* **THE EXERCISE**
Starting with the line that contains "of the purple" and going through the end of the records, write those lines out again, requests included, and shift every x and y coordinate in the answers up by 94.

=======

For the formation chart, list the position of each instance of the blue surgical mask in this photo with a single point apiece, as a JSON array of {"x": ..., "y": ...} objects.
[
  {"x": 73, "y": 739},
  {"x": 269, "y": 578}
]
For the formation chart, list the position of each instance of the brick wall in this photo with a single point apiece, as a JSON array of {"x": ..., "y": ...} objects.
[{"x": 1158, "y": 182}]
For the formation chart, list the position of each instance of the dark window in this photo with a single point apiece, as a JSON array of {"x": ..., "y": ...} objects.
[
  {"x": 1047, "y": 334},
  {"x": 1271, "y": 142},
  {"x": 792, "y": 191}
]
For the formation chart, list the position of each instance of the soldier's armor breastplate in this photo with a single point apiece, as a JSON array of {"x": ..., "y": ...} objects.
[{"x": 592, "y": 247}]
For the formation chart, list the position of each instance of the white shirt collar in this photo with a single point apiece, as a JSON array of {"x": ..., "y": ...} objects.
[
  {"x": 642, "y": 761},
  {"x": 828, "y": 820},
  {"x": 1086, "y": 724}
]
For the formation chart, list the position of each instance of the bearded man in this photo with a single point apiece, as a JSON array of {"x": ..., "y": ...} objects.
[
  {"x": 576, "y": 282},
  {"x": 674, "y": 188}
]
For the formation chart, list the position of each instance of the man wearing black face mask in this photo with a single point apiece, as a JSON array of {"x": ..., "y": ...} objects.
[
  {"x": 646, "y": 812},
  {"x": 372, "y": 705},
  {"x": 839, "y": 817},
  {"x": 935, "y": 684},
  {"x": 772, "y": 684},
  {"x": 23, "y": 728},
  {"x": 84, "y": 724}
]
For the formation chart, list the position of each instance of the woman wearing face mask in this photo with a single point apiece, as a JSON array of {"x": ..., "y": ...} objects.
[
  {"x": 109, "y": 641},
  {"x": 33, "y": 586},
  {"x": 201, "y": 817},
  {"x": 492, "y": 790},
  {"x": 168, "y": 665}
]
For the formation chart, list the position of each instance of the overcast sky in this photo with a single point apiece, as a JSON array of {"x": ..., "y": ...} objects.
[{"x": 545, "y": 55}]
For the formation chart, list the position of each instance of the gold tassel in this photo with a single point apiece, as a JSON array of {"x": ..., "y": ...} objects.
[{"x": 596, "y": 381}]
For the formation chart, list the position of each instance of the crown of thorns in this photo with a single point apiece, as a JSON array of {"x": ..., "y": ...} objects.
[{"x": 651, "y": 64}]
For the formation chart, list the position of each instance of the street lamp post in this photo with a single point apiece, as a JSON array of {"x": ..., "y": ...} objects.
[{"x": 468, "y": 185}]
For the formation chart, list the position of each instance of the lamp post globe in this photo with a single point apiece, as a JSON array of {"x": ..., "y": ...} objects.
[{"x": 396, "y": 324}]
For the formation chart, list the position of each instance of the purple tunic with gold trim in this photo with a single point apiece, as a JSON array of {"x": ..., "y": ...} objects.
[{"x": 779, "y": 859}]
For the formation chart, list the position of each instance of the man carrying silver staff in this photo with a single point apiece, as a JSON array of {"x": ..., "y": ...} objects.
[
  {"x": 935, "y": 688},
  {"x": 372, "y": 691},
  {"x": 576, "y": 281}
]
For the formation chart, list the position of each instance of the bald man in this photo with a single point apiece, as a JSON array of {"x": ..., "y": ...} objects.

=======

* **THE ANSWER**
For the formation chart, list the position of each instance of the purple tunic with gold trim in this photo with a single point apiece, as a JSON array of {"x": ..., "y": ...} objects.
[{"x": 873, "y": 953}]
For the formation chart, list the position of each instance of the man carrying silver staff in this photo with a single point apiece, as a JSON array of {"x": ..., "y": ...} objects.
[
  {"x": 1029, "y": 782},
  {"x": 466, "y": 785},
  {"x": 670, "y": 375}
]
For the formation chart, list the position of each instance of the bald man in this photo with a single point apiece, as a JSON array of {"x": ..., "y": ...} objects.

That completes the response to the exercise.